##### Entries shown

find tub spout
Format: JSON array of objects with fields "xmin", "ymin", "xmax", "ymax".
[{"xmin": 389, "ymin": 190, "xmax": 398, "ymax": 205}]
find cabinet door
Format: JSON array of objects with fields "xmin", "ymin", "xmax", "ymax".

##########

Recast all of the material above as a numbered list, leaving out any blank lines.

Final answer.
1. find tub spout
2. Format: JSON array of objects with fields "xmin", "ymin", "xmax", "ymax".
3. [{"xmin": 389, "ymin": 190, "xmax": 398, "ymax": 205}]
4. find cabinet door
5. Format: JSON array of objects with fields "xmin", "ymin", "xmax", "ymax".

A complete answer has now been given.